Answer these questions from the text below on GASB accounting standards:
(a) What position does George Scott hold?
(b) In what year was GASB Statement No. 34 adopted?
(c) In which city is Douglas Benton of Moody's Investor Service located?

• [TEXT PROVIDED]:
_____
At least one influential player in the business said he doubted that eventuality.
“In these situations, an (external) auditor would give an opinion that financial statements were accounted for in accordance with another comprehensive basis of accounting other than GAAP,” said George Scott, regional partner at Deloitte & Touche. “It wouldn’t be a qualified opinion because it would be on another basis of accounting.”
Not that Scott agrees with Spataro’s analysis of GASB 45’s implementation.
The regulation refers to each government’s retirement approach as its “substantive plan,” which is a term that could include anything from hard-negotiated union contract to the informal, year-afteryear continuance of the same benefits. “A lot of governments are very informal,” Scott explained. “Some don’t even have written plans, but they’ve been paying this for years and because of the actual practice and procedure, they’re caught in the (GASB) standard.”
A substantive plan as defined by GASB is much broader than a government’s legal plan. And as to the conflict between accounting practices and state laws, that was decided a few years ago in the favor of the accounting rules, he said.
“As far as accounting standards are concerned, the legal determinations do not take precedence,” Scott said. “That was an issue fought and debated for years and was put to bed years ago.”
That battle was over a prior GASB pronouncement, Statement No. 34. It required governments to estimate – and include on their books – the current value of all its assets. That meant counties, for example, had to inventory all its roads, estimate their condition as well as anticipate future costs for repair.
Spataro said that in retrospect, No. 34 was a waste of time that should have been fought when it was adopted in 1999. She pointed that out in a letter to GASB in November.
“Policy makers who have already spent millions on GASB Statement No. 34 compliance and who are under pressure to reduce spending see little practical value in the GASB 34 statement,” she wrote. “Constituents do not understand it and the bond raters do not use it.”
The actions of bond raters is among the concerns that governing bodies are likely to have in deciding how to react to GASB 45.
“We don’t really demand compliance with GASB standards,” said Douglas Benton of Moody’s Investor Service in Dallas. “However at the same time, we believe that the strongest government management teams comply with GAAP, assuming that’s the norm in the state.”
_____
Natural-language object grounding data:

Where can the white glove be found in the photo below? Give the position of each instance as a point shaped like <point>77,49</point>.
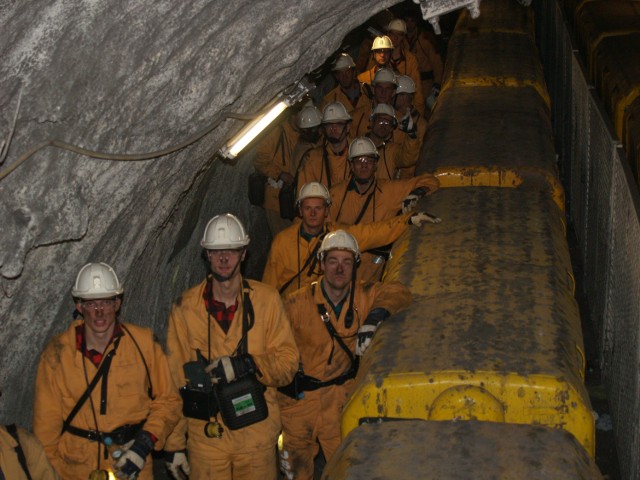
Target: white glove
<point>134,456</point>
<point>365,335</point>
<point>422,217</point>
<point>410,202</point>
<point>178,465</point>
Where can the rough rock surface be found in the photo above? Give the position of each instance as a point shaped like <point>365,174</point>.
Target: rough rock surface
<point>131,77</point>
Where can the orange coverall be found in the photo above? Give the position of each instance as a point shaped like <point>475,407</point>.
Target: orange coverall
<point>429,60</point>
<point>386,201</point>
<point>359,112</point>
<point>316,417</point>
<point>290,250</point>
<point>61,381</point>
<point>407,64</point>
<point>281,151</point>
<point>37,463</point>
<point>314,168</point>
<point>272,346</point>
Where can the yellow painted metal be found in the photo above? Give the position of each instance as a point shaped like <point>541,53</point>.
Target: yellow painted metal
<point>487,177</point>
<point>532,400</point>
<point>494,328</point>
<point>459,450</point>
<point>494,59</point>
<point>617,66</point>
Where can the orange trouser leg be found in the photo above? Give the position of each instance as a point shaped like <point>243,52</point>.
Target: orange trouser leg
_____
• [SOLUTION TO THIS PROBLEM]:
(a) Regional partner at Deloitte & Touche
(b) 1999
(c) Dallas